• [Instructions to follow]:
Reproduce each of the records below word for word, keeping their order.

####################

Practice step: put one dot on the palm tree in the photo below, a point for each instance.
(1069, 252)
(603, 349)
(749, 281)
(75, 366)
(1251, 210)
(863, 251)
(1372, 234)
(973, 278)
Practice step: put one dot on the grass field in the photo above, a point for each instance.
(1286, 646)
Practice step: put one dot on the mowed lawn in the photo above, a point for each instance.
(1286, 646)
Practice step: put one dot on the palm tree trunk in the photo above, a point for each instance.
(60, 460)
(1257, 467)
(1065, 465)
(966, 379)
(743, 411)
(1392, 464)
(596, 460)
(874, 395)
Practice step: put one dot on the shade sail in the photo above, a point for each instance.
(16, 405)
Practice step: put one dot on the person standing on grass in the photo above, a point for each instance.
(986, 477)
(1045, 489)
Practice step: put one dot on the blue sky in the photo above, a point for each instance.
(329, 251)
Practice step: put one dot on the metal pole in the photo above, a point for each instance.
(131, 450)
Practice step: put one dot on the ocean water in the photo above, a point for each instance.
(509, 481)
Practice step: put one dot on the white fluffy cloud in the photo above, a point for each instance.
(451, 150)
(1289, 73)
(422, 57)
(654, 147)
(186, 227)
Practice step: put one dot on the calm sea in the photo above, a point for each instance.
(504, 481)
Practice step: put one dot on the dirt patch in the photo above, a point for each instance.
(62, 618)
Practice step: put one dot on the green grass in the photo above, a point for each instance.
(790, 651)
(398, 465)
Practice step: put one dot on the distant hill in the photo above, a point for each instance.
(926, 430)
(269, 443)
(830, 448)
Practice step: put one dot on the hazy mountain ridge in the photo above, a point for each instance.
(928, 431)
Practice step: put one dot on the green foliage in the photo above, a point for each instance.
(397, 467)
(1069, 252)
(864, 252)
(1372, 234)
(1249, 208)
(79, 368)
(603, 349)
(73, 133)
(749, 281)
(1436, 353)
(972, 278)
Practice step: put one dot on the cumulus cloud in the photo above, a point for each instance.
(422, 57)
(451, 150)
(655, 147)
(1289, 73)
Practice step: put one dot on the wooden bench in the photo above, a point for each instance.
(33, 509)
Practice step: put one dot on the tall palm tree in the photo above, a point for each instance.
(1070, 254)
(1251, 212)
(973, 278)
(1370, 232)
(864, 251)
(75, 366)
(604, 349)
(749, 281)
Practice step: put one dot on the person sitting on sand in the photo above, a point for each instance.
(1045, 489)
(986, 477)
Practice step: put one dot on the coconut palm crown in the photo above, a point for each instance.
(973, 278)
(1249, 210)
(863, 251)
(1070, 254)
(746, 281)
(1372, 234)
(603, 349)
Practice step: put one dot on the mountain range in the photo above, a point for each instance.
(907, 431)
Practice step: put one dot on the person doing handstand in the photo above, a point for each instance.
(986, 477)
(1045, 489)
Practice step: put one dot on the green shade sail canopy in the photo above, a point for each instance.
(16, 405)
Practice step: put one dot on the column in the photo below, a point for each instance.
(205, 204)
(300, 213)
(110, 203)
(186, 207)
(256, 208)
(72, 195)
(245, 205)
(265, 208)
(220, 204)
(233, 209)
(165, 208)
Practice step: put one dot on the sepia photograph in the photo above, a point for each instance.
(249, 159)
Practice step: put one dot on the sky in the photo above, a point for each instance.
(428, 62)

####################

• [Result]:
Practice step: put one dot on the palm tree in the photo below, a point for each instance.
(1069, 252)
(603, 349)
(749, 281)
(75, 366)
(1251, 210)
(863, 251)
(1372, 234)
(973, 278)
Practice step: put one dot on the grass field in the photo above, a point for each instance.
(1286, 646)
Practice step: put one dot on the mowed lawn in the photo above, a point for each instance.
(1286, 646)
Practice step: put one dot on the palm tree trunk in the photo above, a point for each instance.
(60, 460)
(1257, 467)
(1065, 465)
(966, 379)
(743, 411)
(1392, 464)
(596, 460)
(874, 395)
Practice step: put one dot on the shade sail in the photo above, a point for each instance.
(16, 405)
Practice step: put one dot on the person standing on grass in the photo above, a point for each instance.
(986, 477)
(1045, 489)
Practice step: put one dot on the blue sky in the photo above, a point for each instance.
(329, 251)
Practice step: put one dot on the metal pole in the photo above, a point for each instance.
(131, 450)
Practice step: put one dot on the ocean water in the photo above, a point for each instance.
(509, 481)
Practice step: put one dot on the white fluffy cloud in the photo above, a point for each instance.
(451, 150)
(1289, 73)
(422, 57)
(654, 147)
(186, 227)
Practice step: put one dot on the calm sea in the photo above, a point for each instance.
(504, 481)
Practice step: put one dot on the dirt patch in the photo above, a point for each instance.
(62, 618)
Practice step: put one dot on the green grass in the photo above, a point for each instance.
(790, 651)
(398, 465)
Practice step: put one dot on the distant hill in the photo above, a point for each instance.
(926, 430)
(269, 443)
(830, 448)
Practice step: put one dot on the hazy mountain ridge in the photo above, a point for each instance.
(928, 431)
Practice step: put one dot on the green foliage in the photo above, a point for each instance.
(397, 467)
(1069, 252)
(864, 252)
(1372, 234)
(1249, 208)
(79, 368)
(603, 349)
(73, 133)
(749, 281)
(1436, 353)
(972, 278)
Practice step: put one dot on the cumulus cloud in the photo above, a point for each instance.
(422, 57)
(451, 150)
(655, 147)
(1289, 73)
Practice step: put one dot on the wooden bench in the photo above, a point for each instance.
(33, 509)
Practice step: put one dot on the tall palm tree in the photo above, a point for each instance.
(1070, 254)
(1251, 212)
(973, 278)
(1370, 232)
(864, 251)
(75, 366)
(604, 349)
(749, 281)
Practice step: put one dot on the person sitting on sand in the photo above, a point for each instance.
(1045, 489)
(986, 477)
Practice step: put one dot on the coconut palm crown in the photo above, a point for each instance.
(973, 278)
(1249, 210)
(863, 251)
(1070, 254)
(746, 281)
(1372, 234)
(603, 349)
Practice step: put one dot on the mountain range in the photo above, a point for each instance.
(907, 431)
Practice step: put one dot on the person doing handstand in the photo above, a point for each instance.
(986, 477)
(1045, 489)
Practice step: put one dot on the green shade sail canopy in the photo above, a point for each instance.
(16, 405)
Practice step: put one dot on the column in the photo below, a point for each instance.
(205, 204)
(300, 213)
(110, 203)
(186, 207)
(256, 208)
(72, 195)
(245, 205)
(265, 208)
(220, 204)
(233, 209)
(165, 208)
Practice step: put one dot on the sepia photograph in the photo above, a point for each instance.
(249, 159)
Practice step: put one dot on the sky in the photo above, a point for each instance.
(428, 62)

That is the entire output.